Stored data
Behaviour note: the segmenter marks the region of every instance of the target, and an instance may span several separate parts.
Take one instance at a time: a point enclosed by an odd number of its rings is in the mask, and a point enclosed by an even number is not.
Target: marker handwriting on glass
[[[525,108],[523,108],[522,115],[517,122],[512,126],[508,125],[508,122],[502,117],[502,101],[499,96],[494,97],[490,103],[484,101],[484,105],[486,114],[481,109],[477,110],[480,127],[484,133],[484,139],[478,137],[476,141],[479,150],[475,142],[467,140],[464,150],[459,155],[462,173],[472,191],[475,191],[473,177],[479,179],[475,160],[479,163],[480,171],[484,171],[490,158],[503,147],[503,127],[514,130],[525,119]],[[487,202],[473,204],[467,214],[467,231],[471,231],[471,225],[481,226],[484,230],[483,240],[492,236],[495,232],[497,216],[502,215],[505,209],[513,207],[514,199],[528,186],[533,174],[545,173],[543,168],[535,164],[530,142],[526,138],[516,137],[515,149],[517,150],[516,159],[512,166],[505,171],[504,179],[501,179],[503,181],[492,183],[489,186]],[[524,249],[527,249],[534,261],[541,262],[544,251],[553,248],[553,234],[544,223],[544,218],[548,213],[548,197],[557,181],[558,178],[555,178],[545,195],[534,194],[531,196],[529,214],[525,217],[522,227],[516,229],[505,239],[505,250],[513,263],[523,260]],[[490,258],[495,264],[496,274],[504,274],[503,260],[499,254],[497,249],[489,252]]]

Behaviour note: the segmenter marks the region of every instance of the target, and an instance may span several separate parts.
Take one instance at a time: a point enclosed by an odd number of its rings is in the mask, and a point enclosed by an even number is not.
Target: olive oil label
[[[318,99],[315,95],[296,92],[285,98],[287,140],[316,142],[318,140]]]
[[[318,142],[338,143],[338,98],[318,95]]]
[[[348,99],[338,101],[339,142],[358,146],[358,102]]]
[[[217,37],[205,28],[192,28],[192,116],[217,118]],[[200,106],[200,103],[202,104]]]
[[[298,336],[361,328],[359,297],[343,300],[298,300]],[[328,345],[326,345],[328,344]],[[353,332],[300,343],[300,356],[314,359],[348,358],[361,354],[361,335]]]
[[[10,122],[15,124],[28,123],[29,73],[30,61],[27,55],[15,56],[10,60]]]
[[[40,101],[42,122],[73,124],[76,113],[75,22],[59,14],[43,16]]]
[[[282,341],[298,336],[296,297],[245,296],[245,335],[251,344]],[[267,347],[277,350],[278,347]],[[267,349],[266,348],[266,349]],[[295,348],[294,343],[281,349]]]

▶ **Description of the task**:
Reproduce each record exactly as written above.

▶ **Your response**:
Behaviour note: the segmenter marks the region of every instance of the target, and an instance may span several separate parts.
Take one instance at a time: a point enclosed by an odd number of its rings is in the mask, and a point enclosed by an even number is not.
Target: marker handwriting on glass
[[[525,108],[523,108],[522,115],[517,122],[512,126],[508,125],[508,122],[502,117],[502,101],[499,96],[494,97],[490,103],[484,101],[484,105],[486,114],[481,109],[477,110],[480,127],[484,133],[484,139],[478,137],[476,141],[479,150],[475,142],[467,140],[464,150],[459,155],[462,173],[472,191],[475,191],[473,177],[479,179],[475,160],[479,163],[480,171],[484,171],[490,158],[503,147],[503,127],[514,130],[525,119]],[[487,202],[473,204],[467,214],[467,231],[471,231],[471,225],[481,226],[484,230],[483,240],[492,236],[495,232],[497,216],[502,215],[505,209],[513,207],[514,199],[528,186],[533,174],[545,173],[543,168],[535,164],[530,142],[526,138],[516,137],[515,149],[517,150],[516,159],[512,166],[505,171],[504,179],[501,179],[503,181],[492,183],[489,186]],[[524,249],[527,249],[534,261],[541,262],[544,251],[553,248],[553,234],[544,223],[544,218],[548,213],[548,197],[557,181],[558,178],[555,178],[545,195],[534,194],[531,196],[529,214],[525,217],[522,227],[516,229],[505,239],[505,250],[513,263],[523,260]],[[490,258],[495,264],[496,274],[504,274],[503,260],[499,254],[497,249],[489,252]]]

Behaviour note: the segmenter marks the region of every instance of the target, and an instance may span several separate parts.
Take one instance at a time: a point enclosed by an odd number of its rings is in the mask, and a point enclosed by an even number is not.
Target: olive oil label
[[[318,99],[315,95],[296,92],[285,98],[287,140],[316,142],[318,140]]]
[[[318,142],[338,143],[338,98],[318,95]]]
[[[348,99],[338,101],[339,142],[358,146],[358,102]]]
[[[217,37],[205,28],[192,28],[192,116],[217,118]],[[200,106],[200,103],[202,104]]]
[[[298,336],[361,328],[359,297],[343,300],[298,300]],[[328,345],[326,345],[328,344]],[[353,332],[300,343],[300,356],[314,359],[348,358],[361,354],[361,335]]]
[[[10,122],[15,124],[28,123],[29,73],[30,61],[27,55],[15,56],[10,60]]]
[[[40,101],[42,122],[73,124],[76,113],[75,22],[59,14],[43,16]]]
[[[282,341],[298,336],[296,297],[245,296],[245,335],[251,344]],[[267,347],[277,350],[278,347]],[[267,349],[266,348],[266,349]],[[295,348],[294,343],[281,349]]]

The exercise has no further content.